## WORK INSTRUCTIONS
Everything from the line containing "Practice step: point at the ground" through the last line of the records must be returned verbatim, and nothing outside that range.
***** MATERIAL FOR THIS EXERCISE *****
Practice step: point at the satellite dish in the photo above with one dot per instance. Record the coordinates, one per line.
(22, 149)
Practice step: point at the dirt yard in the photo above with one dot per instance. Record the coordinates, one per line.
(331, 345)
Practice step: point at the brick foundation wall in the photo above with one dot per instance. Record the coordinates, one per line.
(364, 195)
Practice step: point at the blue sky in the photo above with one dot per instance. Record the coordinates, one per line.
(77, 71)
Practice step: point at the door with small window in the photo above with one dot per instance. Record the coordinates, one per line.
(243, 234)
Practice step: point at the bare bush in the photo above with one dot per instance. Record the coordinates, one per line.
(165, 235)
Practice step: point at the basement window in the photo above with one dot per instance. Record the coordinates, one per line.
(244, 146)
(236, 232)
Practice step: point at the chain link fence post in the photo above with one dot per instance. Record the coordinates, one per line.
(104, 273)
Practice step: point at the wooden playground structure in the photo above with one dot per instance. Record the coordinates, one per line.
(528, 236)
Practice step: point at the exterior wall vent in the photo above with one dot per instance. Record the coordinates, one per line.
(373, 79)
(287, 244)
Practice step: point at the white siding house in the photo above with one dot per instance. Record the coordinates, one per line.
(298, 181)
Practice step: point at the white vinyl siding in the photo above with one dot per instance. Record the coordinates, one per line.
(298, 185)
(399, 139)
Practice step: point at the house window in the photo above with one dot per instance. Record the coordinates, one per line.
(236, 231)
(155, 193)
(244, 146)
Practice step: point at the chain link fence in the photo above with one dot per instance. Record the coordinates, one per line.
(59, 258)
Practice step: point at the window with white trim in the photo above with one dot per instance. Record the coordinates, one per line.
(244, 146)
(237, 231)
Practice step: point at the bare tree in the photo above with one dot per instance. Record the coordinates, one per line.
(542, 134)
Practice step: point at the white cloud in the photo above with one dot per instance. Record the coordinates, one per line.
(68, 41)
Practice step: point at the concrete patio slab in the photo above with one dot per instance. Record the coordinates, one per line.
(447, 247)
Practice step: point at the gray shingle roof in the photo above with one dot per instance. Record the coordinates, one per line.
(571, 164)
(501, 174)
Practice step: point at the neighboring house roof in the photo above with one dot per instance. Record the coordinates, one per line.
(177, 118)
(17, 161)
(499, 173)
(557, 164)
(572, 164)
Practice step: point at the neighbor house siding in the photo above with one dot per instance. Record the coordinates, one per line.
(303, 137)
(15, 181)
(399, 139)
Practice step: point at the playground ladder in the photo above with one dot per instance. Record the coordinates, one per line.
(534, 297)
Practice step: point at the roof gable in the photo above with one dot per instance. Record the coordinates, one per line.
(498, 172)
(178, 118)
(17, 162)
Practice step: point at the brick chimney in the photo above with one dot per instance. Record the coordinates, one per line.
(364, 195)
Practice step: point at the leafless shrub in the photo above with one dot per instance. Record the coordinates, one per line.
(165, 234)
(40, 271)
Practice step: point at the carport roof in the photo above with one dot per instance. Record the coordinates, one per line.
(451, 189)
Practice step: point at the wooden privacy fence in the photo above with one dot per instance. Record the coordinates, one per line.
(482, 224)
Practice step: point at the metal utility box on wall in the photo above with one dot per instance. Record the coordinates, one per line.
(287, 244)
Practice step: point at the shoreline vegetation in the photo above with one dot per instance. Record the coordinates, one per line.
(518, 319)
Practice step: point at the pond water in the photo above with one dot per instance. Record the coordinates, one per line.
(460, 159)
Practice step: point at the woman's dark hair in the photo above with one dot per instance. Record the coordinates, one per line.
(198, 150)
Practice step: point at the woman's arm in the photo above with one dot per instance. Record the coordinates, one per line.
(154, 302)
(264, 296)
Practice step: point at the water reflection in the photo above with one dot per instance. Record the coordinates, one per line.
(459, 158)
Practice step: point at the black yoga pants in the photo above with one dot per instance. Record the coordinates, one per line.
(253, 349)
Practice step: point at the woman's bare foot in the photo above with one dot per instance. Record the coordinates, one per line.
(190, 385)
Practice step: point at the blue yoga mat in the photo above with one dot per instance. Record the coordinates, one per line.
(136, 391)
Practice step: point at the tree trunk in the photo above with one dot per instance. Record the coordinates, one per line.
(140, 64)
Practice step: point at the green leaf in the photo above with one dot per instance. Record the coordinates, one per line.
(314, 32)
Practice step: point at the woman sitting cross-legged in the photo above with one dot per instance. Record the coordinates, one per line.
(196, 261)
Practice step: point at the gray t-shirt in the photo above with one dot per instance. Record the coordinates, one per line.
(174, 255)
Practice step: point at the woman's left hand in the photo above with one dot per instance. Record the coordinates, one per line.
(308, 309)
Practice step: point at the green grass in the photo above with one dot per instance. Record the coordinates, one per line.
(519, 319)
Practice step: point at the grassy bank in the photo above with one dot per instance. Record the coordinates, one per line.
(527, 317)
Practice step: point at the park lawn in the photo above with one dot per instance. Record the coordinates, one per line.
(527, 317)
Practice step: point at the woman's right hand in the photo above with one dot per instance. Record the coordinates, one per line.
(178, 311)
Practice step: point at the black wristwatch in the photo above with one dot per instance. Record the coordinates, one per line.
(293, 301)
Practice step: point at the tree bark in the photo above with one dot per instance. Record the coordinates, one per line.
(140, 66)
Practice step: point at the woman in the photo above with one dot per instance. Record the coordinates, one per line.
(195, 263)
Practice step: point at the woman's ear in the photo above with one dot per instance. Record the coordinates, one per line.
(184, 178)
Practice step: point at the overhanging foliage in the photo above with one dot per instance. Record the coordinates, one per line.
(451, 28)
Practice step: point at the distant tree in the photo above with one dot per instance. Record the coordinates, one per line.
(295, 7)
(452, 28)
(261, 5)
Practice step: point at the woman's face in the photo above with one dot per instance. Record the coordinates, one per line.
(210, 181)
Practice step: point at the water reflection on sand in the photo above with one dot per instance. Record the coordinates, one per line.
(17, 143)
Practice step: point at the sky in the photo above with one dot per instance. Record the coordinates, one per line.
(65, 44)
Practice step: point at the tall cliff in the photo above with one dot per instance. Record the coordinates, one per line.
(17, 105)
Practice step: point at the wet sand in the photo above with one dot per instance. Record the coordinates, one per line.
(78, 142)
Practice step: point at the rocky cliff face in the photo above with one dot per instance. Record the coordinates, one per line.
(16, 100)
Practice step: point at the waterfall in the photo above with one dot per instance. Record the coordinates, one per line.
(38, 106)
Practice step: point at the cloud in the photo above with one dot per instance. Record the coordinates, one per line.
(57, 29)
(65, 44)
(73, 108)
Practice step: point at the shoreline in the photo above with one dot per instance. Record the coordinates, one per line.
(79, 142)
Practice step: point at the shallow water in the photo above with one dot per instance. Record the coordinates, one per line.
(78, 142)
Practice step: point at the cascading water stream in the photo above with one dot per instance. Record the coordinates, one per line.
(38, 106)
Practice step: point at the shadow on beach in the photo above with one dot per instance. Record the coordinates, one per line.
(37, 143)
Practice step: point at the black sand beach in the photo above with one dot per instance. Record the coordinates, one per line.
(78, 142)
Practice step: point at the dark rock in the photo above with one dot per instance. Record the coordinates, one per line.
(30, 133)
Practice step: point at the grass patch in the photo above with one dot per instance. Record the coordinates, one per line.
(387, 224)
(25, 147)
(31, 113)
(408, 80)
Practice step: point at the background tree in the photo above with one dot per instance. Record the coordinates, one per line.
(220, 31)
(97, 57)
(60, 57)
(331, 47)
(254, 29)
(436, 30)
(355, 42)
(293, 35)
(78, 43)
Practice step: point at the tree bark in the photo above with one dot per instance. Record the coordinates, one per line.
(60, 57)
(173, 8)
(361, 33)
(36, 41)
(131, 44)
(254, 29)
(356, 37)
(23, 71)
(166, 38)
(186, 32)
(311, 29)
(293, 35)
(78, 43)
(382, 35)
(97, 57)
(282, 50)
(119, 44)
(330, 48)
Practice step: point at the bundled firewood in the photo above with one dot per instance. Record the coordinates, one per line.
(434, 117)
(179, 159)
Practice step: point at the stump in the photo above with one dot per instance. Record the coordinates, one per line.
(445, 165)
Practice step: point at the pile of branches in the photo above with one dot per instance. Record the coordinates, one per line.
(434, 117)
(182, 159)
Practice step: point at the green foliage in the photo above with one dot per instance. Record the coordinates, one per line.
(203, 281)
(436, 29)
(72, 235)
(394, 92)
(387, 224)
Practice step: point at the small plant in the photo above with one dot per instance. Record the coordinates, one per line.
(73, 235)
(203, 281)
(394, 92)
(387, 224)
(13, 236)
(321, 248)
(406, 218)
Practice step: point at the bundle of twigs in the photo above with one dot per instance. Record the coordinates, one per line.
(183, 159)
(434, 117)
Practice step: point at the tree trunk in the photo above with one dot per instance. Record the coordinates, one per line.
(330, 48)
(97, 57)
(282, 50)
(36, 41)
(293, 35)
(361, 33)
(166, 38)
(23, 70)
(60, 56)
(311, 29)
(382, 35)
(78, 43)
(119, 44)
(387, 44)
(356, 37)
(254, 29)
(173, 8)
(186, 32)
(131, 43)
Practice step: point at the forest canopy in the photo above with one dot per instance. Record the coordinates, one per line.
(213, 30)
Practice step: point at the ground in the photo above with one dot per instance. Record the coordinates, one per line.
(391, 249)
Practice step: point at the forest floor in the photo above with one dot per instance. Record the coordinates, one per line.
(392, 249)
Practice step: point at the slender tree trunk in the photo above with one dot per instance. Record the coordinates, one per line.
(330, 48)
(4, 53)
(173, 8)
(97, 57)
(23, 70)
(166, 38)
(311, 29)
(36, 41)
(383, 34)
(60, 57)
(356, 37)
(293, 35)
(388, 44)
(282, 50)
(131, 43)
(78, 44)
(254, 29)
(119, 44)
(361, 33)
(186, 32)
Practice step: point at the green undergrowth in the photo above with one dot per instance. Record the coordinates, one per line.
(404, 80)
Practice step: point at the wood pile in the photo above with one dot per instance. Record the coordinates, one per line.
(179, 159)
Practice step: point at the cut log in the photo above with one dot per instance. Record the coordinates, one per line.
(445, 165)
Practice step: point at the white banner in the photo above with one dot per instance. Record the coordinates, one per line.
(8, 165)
*****
## TASK RESULT
Practice step: point at the ground in the photo above with one dot per instance. Record the coordinates, one per line.
(391, 249)
Practice step: point at the forest floor in the photo above with one dot per instance. Record the coordinates, one per line.
(392, 249)
Practice step: point at the slender tree trunk in the photo above with one dot per instance. Record the coordinates, one per line.
(330, 48)
(4, 53)
(173, 8)
(97, 57)
(23, 70)
(166, 38)
(311, 29)
(36, 41)
(383, 34)
(60, 57)
(356, 37)
(293, 35)
(388, 44)
(282, 50)
(131, 43)
(78, 44)
(254, 29)
(119, 44)
(361, 33)
(186, 32)
Practice step: point at the green undergrowth in the photo above with one dot per instance. Record the coordinates, one per line.
(404, 80)
Practice step: point at the wood pile in the photo above with one dot per instance. Record the coordinates, one per line.
(179, 159)
Practice step: point at the cut log in the photo above with one dot per instance. Record the coordinates, one per line.
(445, 165)
Practice step: point at the white banner in the photo above with one dot per instance. Record the coordinates, one per line.
(8, 165)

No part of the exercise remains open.